=== SHORT EXERCISE ===
Can you convert the entries, from the start of the entries to the line with "(457, 1198)", into a two-column CSV with the headers text and answer? Give one row per entry, put each field in quotation marks, and replace any line breaks inside a field with spaces.

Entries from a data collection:
· · · ·
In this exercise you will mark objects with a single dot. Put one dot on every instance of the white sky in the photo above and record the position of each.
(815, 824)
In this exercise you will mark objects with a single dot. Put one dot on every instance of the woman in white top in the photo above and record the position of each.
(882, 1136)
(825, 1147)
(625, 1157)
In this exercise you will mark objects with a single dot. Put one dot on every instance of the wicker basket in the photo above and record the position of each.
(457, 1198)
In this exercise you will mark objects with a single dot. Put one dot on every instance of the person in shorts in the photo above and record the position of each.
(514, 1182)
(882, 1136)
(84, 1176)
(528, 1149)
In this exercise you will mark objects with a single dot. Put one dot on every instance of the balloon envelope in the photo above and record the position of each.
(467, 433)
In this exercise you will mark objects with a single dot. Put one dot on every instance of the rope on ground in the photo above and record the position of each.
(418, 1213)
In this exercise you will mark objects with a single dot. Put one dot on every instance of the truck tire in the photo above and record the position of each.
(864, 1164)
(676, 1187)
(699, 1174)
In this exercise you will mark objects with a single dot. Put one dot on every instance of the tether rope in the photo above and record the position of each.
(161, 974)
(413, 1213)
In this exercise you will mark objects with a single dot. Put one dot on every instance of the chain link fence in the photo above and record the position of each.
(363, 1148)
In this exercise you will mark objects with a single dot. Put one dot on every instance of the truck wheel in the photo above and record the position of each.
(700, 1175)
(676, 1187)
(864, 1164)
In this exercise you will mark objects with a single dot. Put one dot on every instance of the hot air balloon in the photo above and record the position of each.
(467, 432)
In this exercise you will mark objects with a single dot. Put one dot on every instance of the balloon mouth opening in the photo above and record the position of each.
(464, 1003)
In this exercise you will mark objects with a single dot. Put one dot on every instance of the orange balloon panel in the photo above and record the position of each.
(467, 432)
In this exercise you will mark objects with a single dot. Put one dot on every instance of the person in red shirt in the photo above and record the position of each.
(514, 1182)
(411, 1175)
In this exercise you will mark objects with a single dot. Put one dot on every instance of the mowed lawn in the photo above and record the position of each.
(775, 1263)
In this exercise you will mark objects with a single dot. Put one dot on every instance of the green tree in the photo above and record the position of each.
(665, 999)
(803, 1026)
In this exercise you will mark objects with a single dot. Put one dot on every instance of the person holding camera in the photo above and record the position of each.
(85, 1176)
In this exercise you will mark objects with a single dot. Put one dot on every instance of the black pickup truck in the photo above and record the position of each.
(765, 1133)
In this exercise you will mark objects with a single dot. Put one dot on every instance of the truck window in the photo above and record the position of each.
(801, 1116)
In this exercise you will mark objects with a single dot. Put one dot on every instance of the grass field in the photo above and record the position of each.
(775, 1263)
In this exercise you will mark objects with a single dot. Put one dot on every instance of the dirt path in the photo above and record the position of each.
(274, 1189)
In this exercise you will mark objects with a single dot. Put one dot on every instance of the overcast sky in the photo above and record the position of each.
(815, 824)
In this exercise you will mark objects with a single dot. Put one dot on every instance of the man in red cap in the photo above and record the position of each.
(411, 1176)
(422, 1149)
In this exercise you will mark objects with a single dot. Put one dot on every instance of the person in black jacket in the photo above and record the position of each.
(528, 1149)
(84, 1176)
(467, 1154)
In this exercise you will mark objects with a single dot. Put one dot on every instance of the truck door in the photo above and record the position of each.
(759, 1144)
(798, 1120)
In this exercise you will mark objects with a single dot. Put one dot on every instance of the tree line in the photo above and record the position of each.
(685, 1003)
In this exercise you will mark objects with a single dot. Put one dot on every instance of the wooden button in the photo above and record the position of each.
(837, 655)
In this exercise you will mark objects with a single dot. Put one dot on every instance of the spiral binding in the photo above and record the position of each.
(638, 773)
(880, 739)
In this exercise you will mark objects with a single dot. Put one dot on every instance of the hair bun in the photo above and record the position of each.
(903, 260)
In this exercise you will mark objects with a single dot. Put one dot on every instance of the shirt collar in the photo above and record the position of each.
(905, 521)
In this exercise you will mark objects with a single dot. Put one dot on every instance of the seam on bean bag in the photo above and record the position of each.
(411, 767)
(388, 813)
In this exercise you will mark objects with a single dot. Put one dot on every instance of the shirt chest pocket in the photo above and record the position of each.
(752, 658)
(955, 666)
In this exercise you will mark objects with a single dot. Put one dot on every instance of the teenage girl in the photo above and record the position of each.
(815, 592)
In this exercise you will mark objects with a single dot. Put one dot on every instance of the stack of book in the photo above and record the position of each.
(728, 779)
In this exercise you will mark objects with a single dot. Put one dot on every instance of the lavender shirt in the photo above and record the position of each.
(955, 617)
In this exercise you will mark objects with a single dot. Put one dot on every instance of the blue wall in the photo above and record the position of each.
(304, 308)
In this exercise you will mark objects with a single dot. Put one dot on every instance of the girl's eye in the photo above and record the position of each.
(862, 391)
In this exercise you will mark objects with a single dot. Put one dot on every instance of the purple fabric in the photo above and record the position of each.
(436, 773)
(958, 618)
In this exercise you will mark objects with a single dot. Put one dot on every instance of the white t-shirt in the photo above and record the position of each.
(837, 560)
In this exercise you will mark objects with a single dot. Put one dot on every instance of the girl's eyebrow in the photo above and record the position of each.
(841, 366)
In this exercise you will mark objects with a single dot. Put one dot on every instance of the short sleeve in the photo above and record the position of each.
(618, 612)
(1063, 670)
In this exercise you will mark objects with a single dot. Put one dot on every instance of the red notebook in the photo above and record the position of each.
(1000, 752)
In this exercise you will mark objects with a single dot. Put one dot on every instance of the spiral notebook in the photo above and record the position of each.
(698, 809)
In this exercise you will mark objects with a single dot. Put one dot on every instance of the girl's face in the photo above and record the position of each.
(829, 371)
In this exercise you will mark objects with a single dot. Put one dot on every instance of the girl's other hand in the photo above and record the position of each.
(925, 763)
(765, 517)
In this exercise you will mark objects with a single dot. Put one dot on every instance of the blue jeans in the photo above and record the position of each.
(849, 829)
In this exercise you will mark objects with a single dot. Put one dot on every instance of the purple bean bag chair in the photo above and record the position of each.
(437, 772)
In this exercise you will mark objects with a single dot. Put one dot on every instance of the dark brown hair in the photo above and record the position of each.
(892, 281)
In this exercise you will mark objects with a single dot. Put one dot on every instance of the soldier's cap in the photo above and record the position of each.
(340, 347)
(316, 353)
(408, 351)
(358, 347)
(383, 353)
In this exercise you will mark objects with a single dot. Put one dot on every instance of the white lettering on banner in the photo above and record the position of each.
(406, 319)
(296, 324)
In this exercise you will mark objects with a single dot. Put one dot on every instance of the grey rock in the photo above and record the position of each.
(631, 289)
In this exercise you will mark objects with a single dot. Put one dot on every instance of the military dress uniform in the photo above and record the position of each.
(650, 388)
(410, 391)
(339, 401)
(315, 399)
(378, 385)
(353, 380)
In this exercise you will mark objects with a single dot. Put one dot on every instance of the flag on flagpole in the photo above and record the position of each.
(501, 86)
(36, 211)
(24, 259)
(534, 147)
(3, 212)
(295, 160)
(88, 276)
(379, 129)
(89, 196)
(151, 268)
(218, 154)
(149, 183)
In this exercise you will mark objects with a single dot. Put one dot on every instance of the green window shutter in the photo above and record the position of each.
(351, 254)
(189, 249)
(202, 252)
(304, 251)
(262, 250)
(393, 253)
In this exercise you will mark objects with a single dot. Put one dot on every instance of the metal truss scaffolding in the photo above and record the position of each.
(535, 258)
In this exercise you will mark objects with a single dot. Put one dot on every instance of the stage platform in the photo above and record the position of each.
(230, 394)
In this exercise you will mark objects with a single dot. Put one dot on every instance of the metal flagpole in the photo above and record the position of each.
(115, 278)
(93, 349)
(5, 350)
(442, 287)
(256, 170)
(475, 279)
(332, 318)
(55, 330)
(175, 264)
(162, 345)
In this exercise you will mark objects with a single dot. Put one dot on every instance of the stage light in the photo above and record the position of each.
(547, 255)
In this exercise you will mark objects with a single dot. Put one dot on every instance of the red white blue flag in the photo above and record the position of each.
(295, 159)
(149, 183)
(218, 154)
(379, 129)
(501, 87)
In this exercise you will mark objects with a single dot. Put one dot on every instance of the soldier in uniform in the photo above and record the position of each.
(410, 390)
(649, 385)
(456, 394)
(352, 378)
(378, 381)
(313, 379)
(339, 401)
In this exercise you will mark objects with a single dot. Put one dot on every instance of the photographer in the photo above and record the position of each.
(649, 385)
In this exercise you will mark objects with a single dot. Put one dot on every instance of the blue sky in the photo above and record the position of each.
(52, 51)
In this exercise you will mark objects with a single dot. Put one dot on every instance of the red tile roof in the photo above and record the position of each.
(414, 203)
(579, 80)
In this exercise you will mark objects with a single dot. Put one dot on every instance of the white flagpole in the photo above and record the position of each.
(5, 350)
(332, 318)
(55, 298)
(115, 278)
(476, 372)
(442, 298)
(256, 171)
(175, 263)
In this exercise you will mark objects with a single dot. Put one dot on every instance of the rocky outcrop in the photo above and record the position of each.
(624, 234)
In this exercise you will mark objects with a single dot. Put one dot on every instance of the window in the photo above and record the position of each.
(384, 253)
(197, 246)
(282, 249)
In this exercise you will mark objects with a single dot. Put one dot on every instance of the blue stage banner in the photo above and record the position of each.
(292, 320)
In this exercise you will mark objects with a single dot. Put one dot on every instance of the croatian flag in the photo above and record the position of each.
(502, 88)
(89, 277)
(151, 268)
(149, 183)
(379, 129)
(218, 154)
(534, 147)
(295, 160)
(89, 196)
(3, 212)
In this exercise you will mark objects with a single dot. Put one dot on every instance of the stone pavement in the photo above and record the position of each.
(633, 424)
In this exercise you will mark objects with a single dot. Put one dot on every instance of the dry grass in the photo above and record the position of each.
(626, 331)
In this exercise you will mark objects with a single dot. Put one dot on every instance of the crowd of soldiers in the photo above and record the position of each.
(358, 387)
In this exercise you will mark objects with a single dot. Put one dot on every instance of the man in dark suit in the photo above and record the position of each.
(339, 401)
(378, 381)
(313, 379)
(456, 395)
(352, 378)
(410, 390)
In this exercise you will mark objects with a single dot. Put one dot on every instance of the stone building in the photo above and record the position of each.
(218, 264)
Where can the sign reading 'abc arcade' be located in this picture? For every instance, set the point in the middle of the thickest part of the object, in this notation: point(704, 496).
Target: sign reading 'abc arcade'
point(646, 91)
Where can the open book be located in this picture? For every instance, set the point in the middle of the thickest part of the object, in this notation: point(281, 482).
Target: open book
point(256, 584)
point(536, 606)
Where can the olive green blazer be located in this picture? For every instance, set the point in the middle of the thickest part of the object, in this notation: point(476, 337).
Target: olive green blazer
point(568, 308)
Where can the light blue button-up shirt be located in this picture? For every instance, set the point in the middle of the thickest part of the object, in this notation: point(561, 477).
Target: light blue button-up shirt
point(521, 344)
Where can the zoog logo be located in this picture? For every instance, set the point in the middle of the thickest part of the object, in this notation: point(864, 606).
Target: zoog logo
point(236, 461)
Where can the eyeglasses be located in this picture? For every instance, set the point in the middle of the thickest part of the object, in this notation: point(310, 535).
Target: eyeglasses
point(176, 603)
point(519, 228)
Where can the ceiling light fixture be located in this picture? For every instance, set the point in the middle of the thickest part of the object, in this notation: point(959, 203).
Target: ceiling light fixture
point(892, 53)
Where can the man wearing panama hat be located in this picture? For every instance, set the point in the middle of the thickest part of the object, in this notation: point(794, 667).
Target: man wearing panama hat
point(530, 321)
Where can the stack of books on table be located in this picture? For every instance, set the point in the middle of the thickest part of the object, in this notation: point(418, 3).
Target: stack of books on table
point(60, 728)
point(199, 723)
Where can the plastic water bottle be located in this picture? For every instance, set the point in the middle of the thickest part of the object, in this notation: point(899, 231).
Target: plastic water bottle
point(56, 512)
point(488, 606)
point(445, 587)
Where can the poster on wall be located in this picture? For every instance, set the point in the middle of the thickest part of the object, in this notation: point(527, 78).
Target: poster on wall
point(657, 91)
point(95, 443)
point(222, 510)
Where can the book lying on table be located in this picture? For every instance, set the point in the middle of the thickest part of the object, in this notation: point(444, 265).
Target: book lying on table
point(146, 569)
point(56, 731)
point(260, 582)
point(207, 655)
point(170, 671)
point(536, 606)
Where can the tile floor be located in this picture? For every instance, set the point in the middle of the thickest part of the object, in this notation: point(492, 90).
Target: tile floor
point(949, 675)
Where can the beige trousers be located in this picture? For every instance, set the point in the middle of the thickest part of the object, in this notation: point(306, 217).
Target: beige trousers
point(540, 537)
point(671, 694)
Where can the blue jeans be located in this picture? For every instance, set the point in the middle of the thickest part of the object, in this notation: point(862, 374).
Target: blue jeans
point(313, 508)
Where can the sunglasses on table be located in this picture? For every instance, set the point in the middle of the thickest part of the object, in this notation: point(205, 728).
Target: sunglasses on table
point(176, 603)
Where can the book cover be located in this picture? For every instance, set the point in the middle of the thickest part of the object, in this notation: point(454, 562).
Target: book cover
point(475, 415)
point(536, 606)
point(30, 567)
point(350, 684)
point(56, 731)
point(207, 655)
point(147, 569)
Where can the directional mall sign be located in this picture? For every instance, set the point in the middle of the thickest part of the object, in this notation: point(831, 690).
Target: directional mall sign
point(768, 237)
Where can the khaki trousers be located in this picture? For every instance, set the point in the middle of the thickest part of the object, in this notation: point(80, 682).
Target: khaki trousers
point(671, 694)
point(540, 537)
· · · ·
=== TASK SOLUTION ===
text,answer
"In this exercise you will mark objects with a single dot. Put one dot on every instance of the white sky in the photo above and record the position of each.","(815, 824)"
"In this exercise you will mark objects with a single dot. Put one dot on every instance of the woman in white top in the photo above and record the position of each.","(882, 1136) (825, 1147) (625, 1157)"
"In this exercise you will mark objects with a single dot. Put one dot on every instance of the wicker basket in the photo above and record the position of each.","(457, 1198)"